The answer must be the full listing, repeated exactly.
*** Records provided ***
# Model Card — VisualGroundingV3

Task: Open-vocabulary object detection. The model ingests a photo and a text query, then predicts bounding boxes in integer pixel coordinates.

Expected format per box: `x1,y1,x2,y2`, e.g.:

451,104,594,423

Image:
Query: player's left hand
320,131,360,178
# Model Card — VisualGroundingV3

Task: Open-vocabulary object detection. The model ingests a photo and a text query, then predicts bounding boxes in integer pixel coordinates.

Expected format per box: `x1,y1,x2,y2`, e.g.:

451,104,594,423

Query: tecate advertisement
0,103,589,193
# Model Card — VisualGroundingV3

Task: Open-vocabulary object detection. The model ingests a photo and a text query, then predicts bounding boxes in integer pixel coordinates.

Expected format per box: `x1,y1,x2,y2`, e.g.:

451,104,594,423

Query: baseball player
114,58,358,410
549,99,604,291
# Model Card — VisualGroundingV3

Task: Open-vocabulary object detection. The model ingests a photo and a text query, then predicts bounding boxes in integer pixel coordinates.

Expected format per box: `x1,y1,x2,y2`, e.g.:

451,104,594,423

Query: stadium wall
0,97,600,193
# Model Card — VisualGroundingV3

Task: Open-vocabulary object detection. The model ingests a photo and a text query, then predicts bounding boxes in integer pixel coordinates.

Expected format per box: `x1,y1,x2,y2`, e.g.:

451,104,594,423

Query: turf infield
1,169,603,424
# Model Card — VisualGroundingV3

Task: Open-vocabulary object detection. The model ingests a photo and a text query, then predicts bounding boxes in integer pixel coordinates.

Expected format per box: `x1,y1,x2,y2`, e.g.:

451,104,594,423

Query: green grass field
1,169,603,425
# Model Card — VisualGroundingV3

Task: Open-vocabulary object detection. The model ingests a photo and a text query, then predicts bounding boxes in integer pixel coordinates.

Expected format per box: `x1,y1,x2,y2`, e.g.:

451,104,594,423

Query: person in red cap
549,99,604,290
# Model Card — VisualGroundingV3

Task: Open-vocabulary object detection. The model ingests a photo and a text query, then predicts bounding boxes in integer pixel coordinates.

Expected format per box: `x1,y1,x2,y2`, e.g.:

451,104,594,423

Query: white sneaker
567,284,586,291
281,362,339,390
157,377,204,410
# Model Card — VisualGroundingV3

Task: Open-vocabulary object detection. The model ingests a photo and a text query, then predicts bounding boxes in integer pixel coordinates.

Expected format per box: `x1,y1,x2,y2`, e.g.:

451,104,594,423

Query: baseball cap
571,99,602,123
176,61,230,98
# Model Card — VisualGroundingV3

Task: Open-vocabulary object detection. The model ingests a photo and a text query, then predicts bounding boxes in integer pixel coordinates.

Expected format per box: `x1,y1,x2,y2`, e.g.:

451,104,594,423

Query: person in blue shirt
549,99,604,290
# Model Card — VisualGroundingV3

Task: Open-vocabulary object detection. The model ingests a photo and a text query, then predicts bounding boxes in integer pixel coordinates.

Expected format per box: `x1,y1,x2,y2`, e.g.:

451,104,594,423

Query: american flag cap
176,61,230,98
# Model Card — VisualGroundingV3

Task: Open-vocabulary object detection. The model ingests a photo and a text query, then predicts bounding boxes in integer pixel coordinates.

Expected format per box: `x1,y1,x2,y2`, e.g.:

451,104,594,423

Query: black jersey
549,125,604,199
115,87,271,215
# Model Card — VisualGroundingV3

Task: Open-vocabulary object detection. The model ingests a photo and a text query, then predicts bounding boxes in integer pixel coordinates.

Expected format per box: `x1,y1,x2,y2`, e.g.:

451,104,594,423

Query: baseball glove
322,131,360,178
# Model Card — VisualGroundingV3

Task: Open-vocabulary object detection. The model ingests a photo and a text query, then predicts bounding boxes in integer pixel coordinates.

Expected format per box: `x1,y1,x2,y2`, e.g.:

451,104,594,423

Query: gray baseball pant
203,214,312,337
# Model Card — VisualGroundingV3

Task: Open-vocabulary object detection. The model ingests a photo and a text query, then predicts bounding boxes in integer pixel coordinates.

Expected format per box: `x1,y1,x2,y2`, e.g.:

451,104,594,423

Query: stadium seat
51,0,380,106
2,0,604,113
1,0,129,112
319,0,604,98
***
__Your response__:
# Model Card — VisualGroundingV3

Task: Open-vocabulary object detection. The model ingests a photo and a text query, then predicts bounding boxes in integer pixel coordinates.

Expected format per box: `x1,y1,x2,y2`, e.g.:

451,104,594,423

Image:
Query: player's left hand
320,131,360,178
# Model Card — VisualGroundingV3

Task: Open-vocabulary object detection. The model ingests a photo and a text query, then predicts bounding boxes in integer pixel coordinates.

Expected format per box: `x1,y1,x2,y2`, e.g.:

451,104,594,423

Query: tecate advertisement
0,103,589,193
# Model Card — VisualGroundingV3

Task: Open-vocabulary object detection. The model ingests a photo and a text query, then predicts bounding boxes in integer pixel coordinates.

Expected format per box: `x1,y1,x2,y2`, e.g.:

451,104,594,423

Query: baseball player
114,58,358,410
549,99,604,291
# Model Card — VisualGroundingV3

Task: Open-vocabulary object detection. The model ingests a photo and a text query, then predicts bounding boxes in integer pixel coordinates.

Expected format per box: `x1,y1,x2,y2`, e.g.:

451,104,594,423

Query: stadium wall
0,97,600,193
# Model Card — VisualGroundingV3

Task: Open-vocabulary object detection. The model ingests a photo and a text query, then predicts bounding boxes in integer pixel coordinates.

Expected format per box: `x1,y1,x2,y2`, e.g.:

451,104,594,423

Query: turf infield
1,169,603,424
# Model Card — VisualGroundingV3

Task: Open-vocabulary object detection. The model ingests a photo and a text query, then predicts bounding boxes in integer pixel coordinates.

Expected format per box: `x1,y1,x2,y2`, e.g.:

451,104,594,423

Query: green grass field
1,169,603,425
# Model Card — VisualGroundingV3

Task: Open-vocabulary object detection. The model ingests a photo and a text query, then predicts bounding boxes in integer pixel coordinates.

Expected format per box: `x1,y1,x2,y2`, e.g.:

451,104,594,423

Query: person in red cap
549,99,604,290
# Model Card — VisualGroundingV3

Task: Open-vocabulary object detection. The model ingests a photo and a text query, then predicts bounding boxes in integer pixel coordinates.

Expected format per box: `x1,y1,x2,y2`, e.g.:

451,104,594,423

Query: white sneaker
567,284,586,291
281,362,339,390
157,377,204,410
# Model Card — VisualGroundingV3

Task: Open-vocabulary object detection. The model ingests a photo and a text query, then predicts bounding boxes in integer pixel coordinates.

Expected format per box: `x1,y1,x2,y2`, e.g.:

451,104,594,423

Query: baseball cap
571,99,602,123
176,61,230,98
# Model Card — VisualGroundingV3

Task: Open-vocabulary object detection. The model ingests a photo and a text query, then predicts bounding boxes in integer pixel coordinates.

Expected format per box: `x1,y1,x2,y2`, e.g.:

451,104,594,423

Query: person in blue shirt
549,99,604,290
# Model Card — VisualGroundingV3

Task: Open-vocabulary object detection. The model ingests a photo and a text query, then predicts bounding boxes in integer pixel coordinates.

Expected format per box: `x1,y1,x2,y2`, e.g.:

451,104,594,423

Query: american flag cap
176,61,230,98
# Model Card — VisualGroundingV3

Task: Open-vocabulary object detection. The model ingests a photo and a text query, then predicts bounding boxes in integer pixel coordinates.

Expected format per box: `x1,y1,x2,y2`, e.g.:

451,104,594,423

Query: black jersey
549,125,604,199
115,87,271,215
# Model Card — VisualGroundingV3

Task: Open-vocabulary object detection. The model ingests a photo and a text query, then predicts bounding boxes in integer pixel coordinates.

Expected format per box: `x1,y1,x2,y2`, e.g.:

451,104,594,423

Query: baseball glove
322,131,360,178
# Model Card — VisualGroundingV3

Task: Open-vocabulary object detection. The model ingests a photo and a text query, then predicts bounding boxes in integer pixel coordinates.

Expected format per box: `x1,y1,x2,y2`, e.g.:

451,104,594,423

Query: gray baseball pant
203,214,312,337
# Model Card — VisualGroundingV3

Task: Open-vocabulary object detection. The model ingests a photo and a text query, then predicts bounding boxes in integer pixel coordinates.

Expected format per box: `x1,y1,x2,y2`, e.g.:

451,104,594,423

Query: stadium seat
51,0,380,106
2,0,604,113
1,0,129,112
319,0,604,98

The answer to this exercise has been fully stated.